Instructions for the task: Rewrite the listing below with every "positive clicks" swapped for "foreground clicks", changing nothing else.

=== Section Start ===

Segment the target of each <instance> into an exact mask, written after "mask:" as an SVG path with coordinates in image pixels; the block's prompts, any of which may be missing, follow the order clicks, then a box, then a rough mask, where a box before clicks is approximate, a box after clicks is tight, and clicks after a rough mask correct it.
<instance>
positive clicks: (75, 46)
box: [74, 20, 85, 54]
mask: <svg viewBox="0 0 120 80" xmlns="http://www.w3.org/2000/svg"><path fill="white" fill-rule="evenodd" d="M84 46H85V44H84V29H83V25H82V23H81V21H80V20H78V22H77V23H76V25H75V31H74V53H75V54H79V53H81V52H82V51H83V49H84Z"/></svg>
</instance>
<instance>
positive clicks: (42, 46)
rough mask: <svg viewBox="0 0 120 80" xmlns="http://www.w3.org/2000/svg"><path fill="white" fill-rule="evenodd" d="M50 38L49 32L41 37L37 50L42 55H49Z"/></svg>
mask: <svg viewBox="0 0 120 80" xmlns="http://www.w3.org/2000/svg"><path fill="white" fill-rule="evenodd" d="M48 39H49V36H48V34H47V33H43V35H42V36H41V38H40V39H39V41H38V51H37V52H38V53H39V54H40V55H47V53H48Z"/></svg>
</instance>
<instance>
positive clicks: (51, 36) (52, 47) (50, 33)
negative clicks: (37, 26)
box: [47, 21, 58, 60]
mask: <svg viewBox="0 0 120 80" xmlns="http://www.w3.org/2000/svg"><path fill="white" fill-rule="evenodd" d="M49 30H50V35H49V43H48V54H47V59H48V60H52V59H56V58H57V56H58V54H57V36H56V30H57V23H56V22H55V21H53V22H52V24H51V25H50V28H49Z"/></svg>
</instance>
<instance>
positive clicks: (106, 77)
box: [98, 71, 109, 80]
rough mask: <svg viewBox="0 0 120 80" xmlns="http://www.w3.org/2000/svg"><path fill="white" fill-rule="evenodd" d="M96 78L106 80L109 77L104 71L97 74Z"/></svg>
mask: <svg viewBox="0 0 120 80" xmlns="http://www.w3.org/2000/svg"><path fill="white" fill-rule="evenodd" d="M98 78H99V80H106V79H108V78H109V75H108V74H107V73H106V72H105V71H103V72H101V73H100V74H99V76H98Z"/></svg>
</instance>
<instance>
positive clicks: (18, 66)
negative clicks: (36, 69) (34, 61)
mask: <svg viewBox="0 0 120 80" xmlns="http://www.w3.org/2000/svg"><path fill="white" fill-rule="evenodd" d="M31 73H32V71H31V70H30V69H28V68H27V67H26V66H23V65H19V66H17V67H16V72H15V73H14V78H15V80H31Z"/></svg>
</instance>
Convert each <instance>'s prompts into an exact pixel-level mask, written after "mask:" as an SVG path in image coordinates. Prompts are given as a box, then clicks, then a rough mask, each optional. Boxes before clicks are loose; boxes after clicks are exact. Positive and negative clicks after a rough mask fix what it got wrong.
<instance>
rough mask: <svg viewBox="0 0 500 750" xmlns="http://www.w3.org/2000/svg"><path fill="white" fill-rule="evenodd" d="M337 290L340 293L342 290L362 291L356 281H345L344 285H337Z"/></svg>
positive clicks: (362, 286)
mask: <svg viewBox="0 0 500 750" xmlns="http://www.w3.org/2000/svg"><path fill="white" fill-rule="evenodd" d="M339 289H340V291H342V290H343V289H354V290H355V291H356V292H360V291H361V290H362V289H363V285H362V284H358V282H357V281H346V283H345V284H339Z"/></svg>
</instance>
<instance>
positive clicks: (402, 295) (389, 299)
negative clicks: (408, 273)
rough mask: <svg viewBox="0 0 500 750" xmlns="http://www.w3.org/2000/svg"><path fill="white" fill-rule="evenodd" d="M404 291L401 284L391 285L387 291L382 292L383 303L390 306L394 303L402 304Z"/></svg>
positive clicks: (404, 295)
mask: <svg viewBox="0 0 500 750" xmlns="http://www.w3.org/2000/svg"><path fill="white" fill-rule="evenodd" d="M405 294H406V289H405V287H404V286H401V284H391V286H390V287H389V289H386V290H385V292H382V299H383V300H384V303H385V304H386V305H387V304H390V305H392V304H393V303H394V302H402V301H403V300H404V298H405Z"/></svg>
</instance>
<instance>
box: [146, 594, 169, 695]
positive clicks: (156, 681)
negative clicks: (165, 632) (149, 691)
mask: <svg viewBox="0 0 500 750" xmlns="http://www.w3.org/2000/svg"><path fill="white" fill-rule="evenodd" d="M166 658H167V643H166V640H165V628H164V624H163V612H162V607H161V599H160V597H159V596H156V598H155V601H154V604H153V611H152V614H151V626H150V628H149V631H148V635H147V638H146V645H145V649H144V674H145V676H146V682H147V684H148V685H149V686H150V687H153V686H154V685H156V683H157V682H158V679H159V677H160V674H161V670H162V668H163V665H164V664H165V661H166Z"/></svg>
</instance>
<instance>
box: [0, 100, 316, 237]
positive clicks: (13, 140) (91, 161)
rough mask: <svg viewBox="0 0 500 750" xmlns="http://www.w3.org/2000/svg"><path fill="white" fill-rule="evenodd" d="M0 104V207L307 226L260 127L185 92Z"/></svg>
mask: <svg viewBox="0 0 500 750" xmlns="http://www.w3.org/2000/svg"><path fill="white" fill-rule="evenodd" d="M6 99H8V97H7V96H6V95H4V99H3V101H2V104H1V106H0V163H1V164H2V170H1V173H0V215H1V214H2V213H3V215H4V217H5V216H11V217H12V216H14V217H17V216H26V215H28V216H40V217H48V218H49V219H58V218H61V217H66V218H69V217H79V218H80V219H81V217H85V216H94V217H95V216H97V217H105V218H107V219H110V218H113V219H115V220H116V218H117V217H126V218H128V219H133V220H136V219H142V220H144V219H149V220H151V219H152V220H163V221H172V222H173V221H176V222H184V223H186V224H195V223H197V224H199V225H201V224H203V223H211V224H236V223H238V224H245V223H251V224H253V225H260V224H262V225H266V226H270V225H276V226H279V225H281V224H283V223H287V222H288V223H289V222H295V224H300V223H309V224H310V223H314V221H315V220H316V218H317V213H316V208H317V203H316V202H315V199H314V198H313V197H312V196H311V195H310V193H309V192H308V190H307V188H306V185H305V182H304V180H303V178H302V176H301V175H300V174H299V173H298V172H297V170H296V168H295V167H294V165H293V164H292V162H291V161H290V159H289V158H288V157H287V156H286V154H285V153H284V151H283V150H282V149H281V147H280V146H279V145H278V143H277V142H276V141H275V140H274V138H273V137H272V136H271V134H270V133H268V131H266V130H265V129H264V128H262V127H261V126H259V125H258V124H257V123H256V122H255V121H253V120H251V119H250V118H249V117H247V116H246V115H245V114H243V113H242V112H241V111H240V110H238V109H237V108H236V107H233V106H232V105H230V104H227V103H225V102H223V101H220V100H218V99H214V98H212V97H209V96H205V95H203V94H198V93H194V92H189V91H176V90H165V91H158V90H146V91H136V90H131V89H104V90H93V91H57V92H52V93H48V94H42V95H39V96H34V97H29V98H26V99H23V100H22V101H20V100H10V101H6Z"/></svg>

=== Section End ===

Solved problem:
Segment the target of each <instance> into an exact mask, written after "mask:" as an SVG path with coordinates in image pixels; the block's prompts, any of which may be missing, follow the order clicks, then a box, then a rough mask, where a box before clicks is approximate, a box after clicks is tight, and clicks after a rough mask correct it.
<instance>
foreground clicks: (75, 46)
box: [74, 20, 85, 54]
mask: <svg viewBox="0 0 120 80" xmlns="http://www.w3.org/2000/svg"><path fill="white" fill-rule="evenodd" d="M84 46H85V44H84V29H83V25H82V23H81V21H80V20H78V22H77V23H76V25H75V31H74V53H75V54H79V53H81V52H82V51H83V49H84Z"/></svg>
</instance>
<instance>
foreground clicks: (42, 46)
rough mask: <svg viewBox="0 0 120 80" xmlns="http://www.w3.org/2000/svg"><path fill="white" fill-rule="evenodd" d="M50 38L49 32L41 37L37 50L42 55H49Z"/></svg>
mask: <svg viewBox="0 0 120 80" xmlns="http://www.w3.org/2000/svg"><path fill="white" fill-rule="evenodd" d="M48 39H49V36H48V34H47V33H43V35H42V36H41V38H40V39H39V41H38V51H37V52H38V53H39V54H40V55H47V53H48Z"/></svg>
</instance>
<instance>
foreground clicks: (51, 36) (52, 47) (50, 33)
negative clicks: (37, 26)
box: [47, 21, 58, 60]
mask: <svg viewBox="0 0 120 80" xmlns="http://www.w3.org/2000/svg"><path fill="white" fill-rule="evenodd" d="M49 30H50V35H49V43H48V54H47V59H48V60H52V59H56V58H57V56H58V54H57V36H56V30H57V23H56V22H55V21H53V22H52V24H51V25H50V28H49Z"/></svg>
</instance>
<instance>
foreground clicks: (106, 77)
box: [98, 71, 109, 80]
rough mask: <svg viewBox="0 0 120 80" xmlns="http://www.w3.org/2000/svg"><path fill="white" fill-rule="evenodd" d="M96 78L106 80L109 77L104 71L97 74Z"/></svg>
mask: <svg viewBox="0 0 120 80" xmlns="http://www.w3.org/2000/svg"><path fill="white" fill-rule="evenodd" d="M98 78H99V80H106V79H108V78H109V75H108V74H107V73H106V72H105V71H103V72H101V73H100V74H99V76H98Z"/></svg>
</instance>
<instance>
foreground clicks: (18, 66)
negative clicks: (36, 69) (34, 61)
mask: <svg viewBox="0 0 120 80" xmlns="http://www.w3.org/2000/svg"><path fill="white" fill-rule="evenodd" d="M31 73H32V71H31V70H30V69H28V68H27V67H26V66H23V65H19V66H17V67H16V72H15V73H14V78H15V80H31Z"/></svg>
</instance>
Convert each <instance>'s prompts into an exact pixel-level mask, written after "mask:" as an SVG path in image coordinates. Prompts are given as a box, then clicks, then a rough mask, each optional. Boxes before clicks are loose; boxes after clicks are exact. Positive and negative clicks after a rough mask fix what it got wrong.
<instance>
rough mask: <svg viewBox="0 0 500 750" xmlns="http://www.w3.org/2000/svg"><path fill="white" fill-rule="evenodd" d="M337 290L340 293L342 290L362 291L356 281H345L344 285H337Z"/></svg>
foreground clicks: (362, 286)
mask: <svg viewBox="0 0 500 750" xmlns="http://www.w3.org/2000/svg"><path fill="white" fill-rule="evenodd" d="M339 289H340V291H342V290H343V289H354V290H355V291H356V292H360V291H361V290H362V289H363V285H362V284H358V282H357V281H346V283H345V284H339Z"/></svg>
</instance>
<instance>
foreground clicks: (402, 295) (389, 299)
negative clicks: (408, 273)
rough mask: <svg viewBox="0 0 500 750" xmlns="http://www.w3.org/2000/svg"><path fill="white" fill-rule="evenodd" d="M404 291L401 284L391 285L387 291L382 292L383 303L390 306L394 303L402 304Z"/></svg>
foreground clicks: (404, 295)
mask: <svg viewBox="0 0 500 750" xmlns="http://www.w3.org/2000/svg"><path fill="white" fill-rule="evenodd" d="M405 294H406V289H405V287H404V286H401V284H391V286H390V287H389V289H386V290H385V292H382V299H383V300H384V303H385V304H386V305H387V304H390V305H392V304H393V303H394V302H402V301H403V300H404V298H405Z"/></svg>
</instance>
<instance>
box: [146, 594, 169, 695]
foreground clicks: (156, 681)
negative clicks: (165, 632) (149, 691)
mask: <svg viewBox="0 0 500 750" xmlns="http://www.w3.org/2000/svg"><path fill="white" fill-rule="evenodd" d="M166 658H167V643H166V640H165V628H164V624H163V612H162V607H161V599H160V597H159V596H156V598H155V601H154V604H153V611H152V614H151V626H150V628H149V631H148V635H147V638H146V645H145V649H144V674H145V676H146V682H147V684H148V685H149V686H150V687H153V686H154V685H156V683H157V682H158V679H159V677H160V674H161V670H162V668H163V665H164V664H165V661H166Z"/></svg>
</instance>
<instance>
box: [0, 100, 316, 237]
foreground clicks: (13, 140) (91, 161)
rough mask: <svg viewBox="0 0 500 750" xmlns="http://www.w3.org/2000/svg"><path fill="white" fill-rule="evenodd" d="M0 104V207L307 226L260 127L185 92Z"/></svg>
mask: <svg viewBox="0 0 500 750" xmlns="http://www.w3.org/2000/svg"><path fill="white" fill-rule="evenodd" d="M6 99H8V97H7V96H6V95H4V99H3V101H2V104H1V106H0V163H1V164H2V170H1V173H0V215H1V214H2V213H3V215H4V217H5V216H11V217H12V216H14V217H17V216H26V215H28V216H40V217H48V218H49V219H58V218H61V217H66V218H69V217H79V218H80V219H81V217H85V216H94V217H95V216H97V217H105V218H107V219H110V218H113V219H115V220H116V218H117V217H126V218H128V219H133V220H136V219H142V220H144V219H149V220H151V219H152V220H163V221H172V222H173V221H176V222H184V223H186V224H195V223H197V224H199V225H201V224H203V223H211V224H236V223H238V224H245V223H251V224H253V225H260V224H262V225H266V226H270V225H276V226H279V225H281V224H283V223H287V222H288V223H289V222H295V224H300V223H309V224H310V223H314V221H315V220H316V218H317V213H316V208H317V203H316V202H315V199H314V198H313V197H312V196H311V195H310V193H309V192H308V190H307V188H306V185H305V182H304V180H303V178H302V176H301V175H300V174H299V173H298V172H297V170H296V168H295V167H294V165H293V164H292V162H291V161H290V159H289V158H288V157H287V156H286V154H285V153H284V151H283V150H282V149H281V147H280V146H279V145H278V143H277V142H276V141H275V140H274V138H273V137H272V136H271V134H270V133H268V131H266V130H265V129H264V128H262V127H261V126H259V125H258V124H257V123H256V122H255V121H253V120H251V119H250V118H249V117H247V116H246V115H245V114H243V113H242V112H241V111H240V110H238V109H237V108H236V107H233V106H232V105H230V104H227V103H225V102H223V101H220V100H218V99H214V98H212V97H209V96H205V95H203V94H198V93H194V92H189V91H176V90H165V91H158V90H146V91H136V90H131V89H104V90H93V91H57V92H52V93H48V94H42V95H39V96H34V97H29V98H26V99H23V100H22V101H20V100H10V101H6Z"/></svg>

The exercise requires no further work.